▸ **YOUR TASK**
Please locate each line in the items below that contains the word "column" and copy those lines. Match case exactly.

────────────────────

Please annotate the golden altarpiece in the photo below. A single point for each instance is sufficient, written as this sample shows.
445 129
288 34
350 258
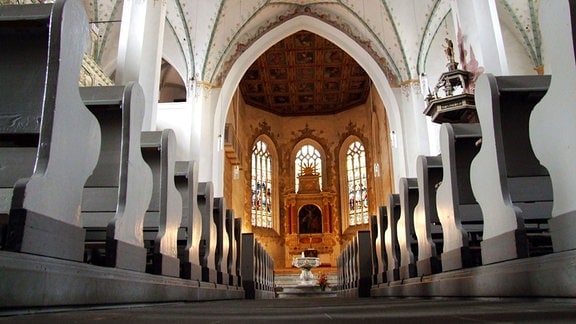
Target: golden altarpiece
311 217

────────────────────

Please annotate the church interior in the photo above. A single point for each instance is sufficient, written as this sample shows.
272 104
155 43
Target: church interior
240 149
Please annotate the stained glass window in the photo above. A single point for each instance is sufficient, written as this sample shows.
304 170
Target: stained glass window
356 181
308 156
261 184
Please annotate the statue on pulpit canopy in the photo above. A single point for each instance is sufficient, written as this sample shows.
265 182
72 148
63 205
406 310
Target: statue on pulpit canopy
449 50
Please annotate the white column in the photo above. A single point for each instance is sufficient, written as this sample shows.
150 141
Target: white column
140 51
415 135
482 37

────────────────────

▸ **COMPLETED TASK**
Please annotate the white column in the photo above. A single point for each instance is sufficient, written as this sample shows.
Target: white column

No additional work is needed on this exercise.